Records shown: Begin

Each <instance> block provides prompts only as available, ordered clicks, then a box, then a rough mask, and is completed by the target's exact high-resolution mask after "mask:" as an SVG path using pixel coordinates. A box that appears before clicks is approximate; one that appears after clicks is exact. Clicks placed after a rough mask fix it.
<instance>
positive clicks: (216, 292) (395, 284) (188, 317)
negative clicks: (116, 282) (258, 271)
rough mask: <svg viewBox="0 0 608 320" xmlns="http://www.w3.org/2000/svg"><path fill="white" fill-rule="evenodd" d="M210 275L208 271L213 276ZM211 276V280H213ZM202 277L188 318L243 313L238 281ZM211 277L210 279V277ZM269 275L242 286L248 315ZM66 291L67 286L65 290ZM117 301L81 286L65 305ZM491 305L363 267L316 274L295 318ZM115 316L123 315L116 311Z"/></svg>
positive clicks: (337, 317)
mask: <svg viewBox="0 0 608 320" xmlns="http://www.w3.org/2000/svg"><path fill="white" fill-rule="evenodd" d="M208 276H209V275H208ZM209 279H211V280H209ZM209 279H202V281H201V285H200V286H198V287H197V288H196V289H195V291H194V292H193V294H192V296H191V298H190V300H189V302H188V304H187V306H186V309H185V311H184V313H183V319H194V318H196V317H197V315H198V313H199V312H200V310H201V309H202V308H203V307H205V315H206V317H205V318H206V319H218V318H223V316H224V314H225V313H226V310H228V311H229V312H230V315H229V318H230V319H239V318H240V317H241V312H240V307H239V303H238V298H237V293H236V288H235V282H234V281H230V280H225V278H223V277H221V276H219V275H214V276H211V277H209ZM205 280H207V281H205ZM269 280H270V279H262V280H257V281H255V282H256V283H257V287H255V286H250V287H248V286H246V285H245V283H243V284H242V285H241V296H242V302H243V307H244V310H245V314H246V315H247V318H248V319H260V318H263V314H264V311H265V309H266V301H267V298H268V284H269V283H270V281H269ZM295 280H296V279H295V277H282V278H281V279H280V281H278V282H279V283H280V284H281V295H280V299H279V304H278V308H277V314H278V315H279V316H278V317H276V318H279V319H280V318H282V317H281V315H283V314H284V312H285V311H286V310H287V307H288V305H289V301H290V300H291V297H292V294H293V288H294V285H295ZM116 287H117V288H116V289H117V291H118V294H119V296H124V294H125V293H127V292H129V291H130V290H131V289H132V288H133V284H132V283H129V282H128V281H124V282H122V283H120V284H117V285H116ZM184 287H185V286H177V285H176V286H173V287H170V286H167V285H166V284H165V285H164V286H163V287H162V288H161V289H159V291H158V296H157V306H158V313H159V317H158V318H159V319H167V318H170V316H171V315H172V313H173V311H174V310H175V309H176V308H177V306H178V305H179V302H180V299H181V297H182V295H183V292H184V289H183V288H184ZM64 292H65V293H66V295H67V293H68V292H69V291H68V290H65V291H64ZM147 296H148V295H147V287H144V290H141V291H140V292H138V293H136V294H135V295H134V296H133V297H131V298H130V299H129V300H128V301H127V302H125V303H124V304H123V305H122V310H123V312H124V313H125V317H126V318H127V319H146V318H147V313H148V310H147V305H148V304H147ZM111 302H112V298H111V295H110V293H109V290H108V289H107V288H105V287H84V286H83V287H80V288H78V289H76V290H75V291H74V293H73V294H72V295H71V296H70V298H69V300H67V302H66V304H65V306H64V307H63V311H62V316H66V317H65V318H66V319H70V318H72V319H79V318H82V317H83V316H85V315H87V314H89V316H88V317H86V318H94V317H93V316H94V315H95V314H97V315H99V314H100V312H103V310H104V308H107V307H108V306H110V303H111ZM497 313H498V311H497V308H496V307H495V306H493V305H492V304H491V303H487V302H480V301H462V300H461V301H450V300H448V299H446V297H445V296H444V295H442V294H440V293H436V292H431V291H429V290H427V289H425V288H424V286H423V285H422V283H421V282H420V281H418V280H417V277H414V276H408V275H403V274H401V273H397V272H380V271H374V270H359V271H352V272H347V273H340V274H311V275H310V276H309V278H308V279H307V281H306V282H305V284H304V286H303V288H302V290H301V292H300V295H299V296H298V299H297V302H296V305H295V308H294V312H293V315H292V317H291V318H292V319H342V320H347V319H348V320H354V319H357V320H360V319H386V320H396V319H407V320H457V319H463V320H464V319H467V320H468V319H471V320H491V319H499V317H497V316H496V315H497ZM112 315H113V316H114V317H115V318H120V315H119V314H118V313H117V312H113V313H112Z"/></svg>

Records shown: End

Aim of the task
Copy out the rows above again, swapping every "positive clicks" for "foreground clicks" and leaving everything else unchanged.

Answer area
Each <instance> block provides prompts only as available, ordered clicks, then a box, then a rough mask, and is completed by the target's exact high-resolution mask after "mask:" as an SVG path using pixel coordinates. A box that appears before clicks is approximate; one that appears after clicks is exact. Clicks placed after a rough mask fix it.
<instance>
foreground clicks: (216, 292) (395, 284) (188, 317)
negative clicks: (116, 282) (258, 271)
rough mask: <svg viewBox="0 0 608 320" xmlns="http://www.w3.org/2000/svg"><path fill="white" fill-rule="evenodd" d="M210 275L208 271L213 276ZM211 276V280H213ZM202 277L188 318L243 313L238 281ZM211 277L210 279V277ZM269 275L242 286L248 315ZM66 291L67 286L65 290ZM117 301L81 286L65 305ZM491 305L363 267L316 274L295 318ZM115 316L123 315L116 311Z"/></svg>
foreground clicks: (337, 317)
mask: <svg viewBox="0 0 608 320" xmlns="http://www.w3.org/2000/svg"><path fill="white" fill-rule="evenodd" d="M208 276H209V275H208ZM209 279H211V280H209ZM209 279H202V281H201V285H200V286H198V287H197V288H196V289H195V291H194V292H193V294H192V296H191V298H190V300H189V302H188V304H187V306H186V309H185V311H184V313H183V319H194V318H196V317H197V315H198V313H199V312H200V310H201V309H202V308H203V307H205V315H206V317H205V318H206V319H218V318H223V316H224V314H225V313H226V310H228V311H229V312H230V315H229V318H230V319H239V318H240V317H241V312H240V307H239V303H238V298H237V293H236V288H235V282H234V281H230V280H225V278H223V277H221V276H219V275H214V276H211V277H209ZM205 280H207V281H205ZM269 280H270V279H262V280H257V281H255V282H256V283H257V287H255V286H250V287H248V286H246V285H245V283H243V284H242V285H241V296H242V302H243V307H244V310H245V314H246V315H247V318H248V319H260V318H263V314H264V311H265V309H266V301H267V298H268V284H269V283H270V281H269ZM295 280H296V279H295V277H282V278H281V279H280V281H278V282H279V283H280V284H281V295H280V299H279V304H278V308H277V314H278V315H279V316H278V317H276V318H279V319H280V318H282V317H281V315H283V314H284V312H285V311H286V310H287V307H288V305H289V301H290V300H291V297H292V294H293V288H294V285H295ZM116 287H117V288H116V289H117V291H118V294H119V296H124V294H125V293H127V292H129V291H130V290H131V289H132V288H133V284H132V283H129V282H128V281H124V282H122V283H120V284H117V285H116ZM184 287H185V286H177V285H176V286H173V287H170V286H167V285H166V284H165V285H164V286H163V287H162V288H161V289H159V291H158V296H157V306H158V313H159V317H158V318H159V319H167V318H170V316H171V315H172V313H173V311H174V310H175V309H176V308H177V306H178V305H179V302H180V299H181V297H182V295H183V292H184V289H183V288H184ZM64 292H65V293H66V295H67V293H68V292H69V291H68V290H65V291H64ZM147 296H148V295H147V287H144V290H141V291H140V292H138V293H136V294H135V295H134V296H133V297H131V298H130V299H129V300H128V301H127V302H125V303H124V304H123V305H122V310H123V312H124V313H125V317H126V318H127V319H146V318H147V313H148V310H147V305H148V304H147ZM111 302H112V298H111V295H110V293H109V290H108V289H107V288H105V287H84V286H83V287H80V288H78V289H76V290H75V291H74V293H73V294H72V295H71V296H70V298H69V300H67V302H66V304H65V306H64V307H63V311H62V316H66V317H65V318H66V319H70V318H72V319H79V318H82V317H83V316H85V315H87V314H89V316H88V317H86V318H94V317H93V316H94V315H95V314H97V315H99V314H100V312H103V310H104V308H107V307H108V306H110V303H111ZM497 313H498V311H497V308H496V307H495V306H493V305H492V304H491V303H487V302H480V301H462V300H461V301H450V300H448V299H446V297H445V296H444V295H442V294H440V293H436V292H431V291H429V290H427V289H425V288H424V286H423V285H422V283H421V282H420V281H418V280H417V277H414V276H408V275H403V274H401V273H397V272H380V271H374V270H359V271H352V272H347V273H340V274H311V275H310V276H309V278H308V279H307V281H306V282H305V284H304V286H303V288H302V290H301V292H300V295H299V296H298V299H297V302H296V305H295V308H294V312H293V315H292V317H291V318H292V319H342V320H347V319H348V320H354V319H357V320H360V319H386V320H396V319H407V320H457V319H463V320H464V319H467V320H468V319H471V320H491V319H499V317H497V316H496V315H497ZM112 315H113V316H114V317H115V318H120V315H119V314H118V313H117V312H113V313H112Z"/></svg>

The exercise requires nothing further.